Reading passage:

● ● ●

The Hessian of the Basic MNIST Classifier
MNIST with Newton’s Method
I’m interested in second order methods. This simple one level model does train surprisingly fast with steepest descent, but I want to see if I can do better. Let’s take a look at the Hessian of this model.
In [1]:
from tensorflow.examples.tutorials.mnist import input_data
mnist = input_data.read_data_sets('MNIST_data', one_hot=True)
import tensorflow as tf
from afqstensorutils import CatVariable, NewtonsMethod
sess = tf.InteractiveSession()
Extracting MNIST_data/train-images-idx3-ubyte.gz
Extracting MNIST_data/train-labels-idx1-ubyte.gz
Extracting MNIST_data/t10k-images-idx3-ubyte.gz
Extracting MNIST_data/t10k-labels-idx1-ubyte.gz
What do they look like?
In [5]:
import numpy as np
from matplotlib.pyplot import imshow
from matplotlib import pylab as plt
%matplotlib inline
imshow(mnist.test.images[124,:].reshape(28,28))
plt.show()
imshow(mnist.test.images[123,:].reshape(28,28))
plt.show()
imshow(mnist.test.images[12,:].reshape(28,28))
plt.show()
The Model
This is the basic softmax regression from the very first tensorflow tutorial. The only parameters are the $W$ and $b$ tensors.
CatVariable
is one of my utilities that gives you multiple variables that are
actually just one flat variable. This is useful to take complete gradients of
models with many variables, as the tensorflow gradient operator requires a flat,
“true” variable. So, we use W
and b
normally but they are really slices of
V
, which we take the gradients against.
NewtonsMethod
is a dirt simple implementation. As it turns out, it’s not
viable for a certain reason.
In [3]:
tf_x = tf.placeholder(tf.float32, shape=[None, 784])
tr_y = tf.placeholder(tf.float32, shape=[None, 10])
# Turns out the b doesn't matter
V, (W,) = CatVariable([(784,10)])
pred_y = tf.nn.softmax(tf.matmul(tf_x,W)) # + b)
cross_entropy = \
tf.reduce_mean(-tf.reduce_sum(tr_y * tf.log(pred_y),
reduction_indices=[1]))
# Get an assembler for the hessian
Hess = tf.reshape(tf.hessians(cross_entropy,V)[0],
shape=[V.shape[0],V.shape[0]])
# My trainer and the default one.
newt = NewtonsMethod(cross_entropy, V)
train_step = tf.train.GradientDescentOptimizer(0.5).minimize(cross_entropy)
Initialize our session with zeros
In [4]:
sess.run(tf.global_variables_initializer())

● ● ●

Written problem A: In the MNIST Hessian notebook above, transcribe the passage from "tr_y = tf.placeholder(tf.float32, shape=[None, 10])" to "newt = NewtonsMethod(cross_entropy, V)".
Written problem B: What learning rate does the MNIST Hessian notebook pass to the gradient descent optimizer?

● ● ●

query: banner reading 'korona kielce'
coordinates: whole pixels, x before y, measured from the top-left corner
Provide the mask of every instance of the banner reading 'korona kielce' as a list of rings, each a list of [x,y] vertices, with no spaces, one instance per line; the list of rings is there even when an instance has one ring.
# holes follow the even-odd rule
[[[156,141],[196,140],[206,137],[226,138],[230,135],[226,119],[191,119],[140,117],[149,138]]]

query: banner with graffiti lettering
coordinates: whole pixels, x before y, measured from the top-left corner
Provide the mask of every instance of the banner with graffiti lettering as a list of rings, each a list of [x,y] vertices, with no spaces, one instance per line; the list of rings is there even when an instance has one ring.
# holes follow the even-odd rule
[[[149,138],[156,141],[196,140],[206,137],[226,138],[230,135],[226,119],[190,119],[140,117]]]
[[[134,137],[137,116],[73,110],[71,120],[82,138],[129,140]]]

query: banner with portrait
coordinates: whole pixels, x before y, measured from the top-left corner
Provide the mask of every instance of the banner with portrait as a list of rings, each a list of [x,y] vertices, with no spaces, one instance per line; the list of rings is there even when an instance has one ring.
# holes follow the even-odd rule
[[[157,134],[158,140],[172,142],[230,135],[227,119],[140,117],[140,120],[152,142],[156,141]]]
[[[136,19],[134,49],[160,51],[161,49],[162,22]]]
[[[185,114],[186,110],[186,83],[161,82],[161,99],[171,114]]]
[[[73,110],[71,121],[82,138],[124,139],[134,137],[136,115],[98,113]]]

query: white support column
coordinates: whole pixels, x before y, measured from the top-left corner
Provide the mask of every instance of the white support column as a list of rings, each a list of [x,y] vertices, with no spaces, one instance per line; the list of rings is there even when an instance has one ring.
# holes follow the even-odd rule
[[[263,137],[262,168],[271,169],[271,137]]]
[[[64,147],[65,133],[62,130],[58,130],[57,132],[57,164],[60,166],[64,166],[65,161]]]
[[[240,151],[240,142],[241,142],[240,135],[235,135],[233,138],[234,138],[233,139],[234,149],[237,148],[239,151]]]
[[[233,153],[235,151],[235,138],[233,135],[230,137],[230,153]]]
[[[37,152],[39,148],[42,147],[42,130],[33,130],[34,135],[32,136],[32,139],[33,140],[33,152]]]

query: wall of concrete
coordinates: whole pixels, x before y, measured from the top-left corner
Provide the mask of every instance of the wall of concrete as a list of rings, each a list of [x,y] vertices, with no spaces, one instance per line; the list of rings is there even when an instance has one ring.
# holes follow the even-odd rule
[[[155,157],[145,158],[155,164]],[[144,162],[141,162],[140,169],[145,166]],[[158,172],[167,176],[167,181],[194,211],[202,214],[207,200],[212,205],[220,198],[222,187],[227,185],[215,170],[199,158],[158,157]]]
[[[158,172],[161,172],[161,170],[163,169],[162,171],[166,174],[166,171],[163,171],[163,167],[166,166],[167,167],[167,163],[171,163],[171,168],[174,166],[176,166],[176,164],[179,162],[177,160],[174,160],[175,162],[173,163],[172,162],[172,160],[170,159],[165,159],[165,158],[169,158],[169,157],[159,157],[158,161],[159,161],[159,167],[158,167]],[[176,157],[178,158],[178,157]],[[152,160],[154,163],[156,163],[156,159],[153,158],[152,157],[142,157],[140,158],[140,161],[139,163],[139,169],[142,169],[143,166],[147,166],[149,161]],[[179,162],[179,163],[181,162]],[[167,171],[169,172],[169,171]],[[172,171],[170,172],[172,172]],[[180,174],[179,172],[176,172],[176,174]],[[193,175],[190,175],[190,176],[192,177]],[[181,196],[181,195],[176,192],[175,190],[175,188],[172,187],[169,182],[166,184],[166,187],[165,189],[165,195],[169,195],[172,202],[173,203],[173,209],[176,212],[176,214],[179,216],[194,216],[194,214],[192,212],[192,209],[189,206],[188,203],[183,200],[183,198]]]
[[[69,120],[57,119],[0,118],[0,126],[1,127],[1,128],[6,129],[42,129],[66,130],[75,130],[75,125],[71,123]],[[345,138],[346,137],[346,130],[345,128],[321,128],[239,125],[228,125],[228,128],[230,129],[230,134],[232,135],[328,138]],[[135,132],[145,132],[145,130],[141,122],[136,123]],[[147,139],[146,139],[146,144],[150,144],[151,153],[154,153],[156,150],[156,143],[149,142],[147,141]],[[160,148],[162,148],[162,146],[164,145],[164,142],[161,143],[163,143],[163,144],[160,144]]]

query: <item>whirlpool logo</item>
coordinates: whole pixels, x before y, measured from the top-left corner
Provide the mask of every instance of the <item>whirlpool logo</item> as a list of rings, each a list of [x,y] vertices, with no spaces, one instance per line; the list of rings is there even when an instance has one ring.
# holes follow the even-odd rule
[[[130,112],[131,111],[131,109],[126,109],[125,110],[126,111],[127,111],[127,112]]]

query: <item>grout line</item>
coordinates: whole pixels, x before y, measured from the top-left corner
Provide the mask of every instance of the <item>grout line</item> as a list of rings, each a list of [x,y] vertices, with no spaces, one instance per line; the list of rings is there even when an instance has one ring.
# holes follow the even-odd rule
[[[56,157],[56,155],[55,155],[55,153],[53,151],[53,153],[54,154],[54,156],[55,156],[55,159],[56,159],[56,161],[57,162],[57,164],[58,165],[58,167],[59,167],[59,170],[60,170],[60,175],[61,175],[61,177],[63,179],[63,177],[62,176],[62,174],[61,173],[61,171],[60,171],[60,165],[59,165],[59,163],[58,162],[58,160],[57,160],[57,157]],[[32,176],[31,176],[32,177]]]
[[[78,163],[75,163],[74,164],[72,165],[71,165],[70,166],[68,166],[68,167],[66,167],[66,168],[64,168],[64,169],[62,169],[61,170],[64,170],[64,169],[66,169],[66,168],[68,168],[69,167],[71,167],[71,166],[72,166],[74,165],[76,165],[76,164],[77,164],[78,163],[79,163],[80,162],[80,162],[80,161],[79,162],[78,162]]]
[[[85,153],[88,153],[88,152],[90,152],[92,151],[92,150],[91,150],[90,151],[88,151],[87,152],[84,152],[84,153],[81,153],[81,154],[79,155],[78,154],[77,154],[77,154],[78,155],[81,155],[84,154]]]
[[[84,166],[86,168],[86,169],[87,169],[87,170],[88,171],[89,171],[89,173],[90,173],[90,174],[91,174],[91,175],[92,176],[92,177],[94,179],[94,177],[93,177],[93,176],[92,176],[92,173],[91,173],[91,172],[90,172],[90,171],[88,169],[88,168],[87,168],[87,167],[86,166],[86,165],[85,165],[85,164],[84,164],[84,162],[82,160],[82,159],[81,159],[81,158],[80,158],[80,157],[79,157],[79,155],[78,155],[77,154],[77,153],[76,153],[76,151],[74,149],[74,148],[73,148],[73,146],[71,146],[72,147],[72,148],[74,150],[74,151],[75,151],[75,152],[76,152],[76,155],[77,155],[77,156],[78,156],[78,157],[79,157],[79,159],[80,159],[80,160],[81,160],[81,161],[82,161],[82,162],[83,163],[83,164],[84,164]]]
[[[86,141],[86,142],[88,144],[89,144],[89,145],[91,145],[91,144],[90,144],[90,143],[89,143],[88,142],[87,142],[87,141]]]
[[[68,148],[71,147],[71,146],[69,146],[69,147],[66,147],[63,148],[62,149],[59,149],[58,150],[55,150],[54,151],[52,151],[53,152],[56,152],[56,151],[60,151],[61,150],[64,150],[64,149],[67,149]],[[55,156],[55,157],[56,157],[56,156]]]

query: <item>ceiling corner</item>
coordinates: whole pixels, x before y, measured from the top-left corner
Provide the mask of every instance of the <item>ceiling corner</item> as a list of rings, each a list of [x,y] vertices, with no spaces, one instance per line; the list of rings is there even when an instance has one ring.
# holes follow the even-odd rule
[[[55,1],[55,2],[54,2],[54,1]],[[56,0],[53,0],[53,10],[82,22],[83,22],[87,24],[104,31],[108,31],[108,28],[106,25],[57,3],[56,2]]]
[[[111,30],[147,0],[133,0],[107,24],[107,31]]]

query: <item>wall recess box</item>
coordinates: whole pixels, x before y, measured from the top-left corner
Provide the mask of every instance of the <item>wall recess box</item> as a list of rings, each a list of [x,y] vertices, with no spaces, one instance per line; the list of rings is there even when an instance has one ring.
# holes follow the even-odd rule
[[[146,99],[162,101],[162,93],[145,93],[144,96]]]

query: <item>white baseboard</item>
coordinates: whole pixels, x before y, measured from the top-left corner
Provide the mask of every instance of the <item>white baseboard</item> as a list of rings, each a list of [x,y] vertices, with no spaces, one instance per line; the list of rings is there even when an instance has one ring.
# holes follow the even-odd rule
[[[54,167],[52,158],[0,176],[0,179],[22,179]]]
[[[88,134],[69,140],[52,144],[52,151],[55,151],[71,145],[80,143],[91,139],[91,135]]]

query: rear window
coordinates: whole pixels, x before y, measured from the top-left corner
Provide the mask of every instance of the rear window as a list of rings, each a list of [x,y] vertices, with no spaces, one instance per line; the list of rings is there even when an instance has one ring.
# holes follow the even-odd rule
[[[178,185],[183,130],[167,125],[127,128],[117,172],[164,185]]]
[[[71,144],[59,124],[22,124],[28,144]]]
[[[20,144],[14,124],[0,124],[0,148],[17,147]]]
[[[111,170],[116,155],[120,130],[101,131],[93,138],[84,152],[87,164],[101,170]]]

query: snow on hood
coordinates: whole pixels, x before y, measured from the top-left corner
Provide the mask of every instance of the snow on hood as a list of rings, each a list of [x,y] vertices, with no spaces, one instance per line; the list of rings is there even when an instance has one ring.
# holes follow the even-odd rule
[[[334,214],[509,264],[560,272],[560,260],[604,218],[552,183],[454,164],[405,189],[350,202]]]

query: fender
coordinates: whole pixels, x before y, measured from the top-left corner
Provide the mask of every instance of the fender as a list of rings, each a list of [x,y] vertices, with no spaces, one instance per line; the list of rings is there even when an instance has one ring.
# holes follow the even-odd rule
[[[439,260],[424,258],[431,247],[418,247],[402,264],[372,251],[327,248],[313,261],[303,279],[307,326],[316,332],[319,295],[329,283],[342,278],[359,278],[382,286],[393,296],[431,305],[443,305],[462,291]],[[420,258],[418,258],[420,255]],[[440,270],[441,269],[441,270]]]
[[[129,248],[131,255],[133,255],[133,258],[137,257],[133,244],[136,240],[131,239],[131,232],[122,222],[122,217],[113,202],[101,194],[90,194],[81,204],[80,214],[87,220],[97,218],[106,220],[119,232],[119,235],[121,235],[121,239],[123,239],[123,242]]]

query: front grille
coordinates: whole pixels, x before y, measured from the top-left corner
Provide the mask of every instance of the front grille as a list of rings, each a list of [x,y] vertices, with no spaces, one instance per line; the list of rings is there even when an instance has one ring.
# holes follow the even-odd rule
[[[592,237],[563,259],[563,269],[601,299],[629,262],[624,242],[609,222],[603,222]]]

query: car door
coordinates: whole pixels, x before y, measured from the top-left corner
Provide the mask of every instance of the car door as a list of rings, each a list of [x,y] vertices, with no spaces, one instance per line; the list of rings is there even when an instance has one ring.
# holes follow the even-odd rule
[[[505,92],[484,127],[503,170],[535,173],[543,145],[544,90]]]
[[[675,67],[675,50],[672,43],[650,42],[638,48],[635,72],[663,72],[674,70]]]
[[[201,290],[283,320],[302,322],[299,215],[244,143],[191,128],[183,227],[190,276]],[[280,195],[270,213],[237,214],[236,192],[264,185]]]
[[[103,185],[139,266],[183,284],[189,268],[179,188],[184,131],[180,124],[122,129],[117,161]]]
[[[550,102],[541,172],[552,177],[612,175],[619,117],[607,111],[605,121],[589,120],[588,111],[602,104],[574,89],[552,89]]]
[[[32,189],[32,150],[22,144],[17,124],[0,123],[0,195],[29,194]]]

● ● ●

Task result A:
tr_y = tf.placeholder(tf.float32, shape=[None, 10])
# Turns out the b doesn't matter
V, (W,) = CatVariable([(784,10)])
pred_y = tf.nn.softmax(tf.matmul(tf_x,W)) # + b)
cross_entropy = \
tf.reduce_mean(-tf.reduce_sum(tr_y * tf.log(pred_y),
reduction_indices=[1]))
# Get an assembler for the hessian
Hess = tf.reshape(tf.hessians(cross_entropy,V)[0],
shape=[V.shape[0],V.shape[0]])
# My trainer and the default one.
newt = NewtonsMethod(cross_entropy, V)

Task result B: 0.5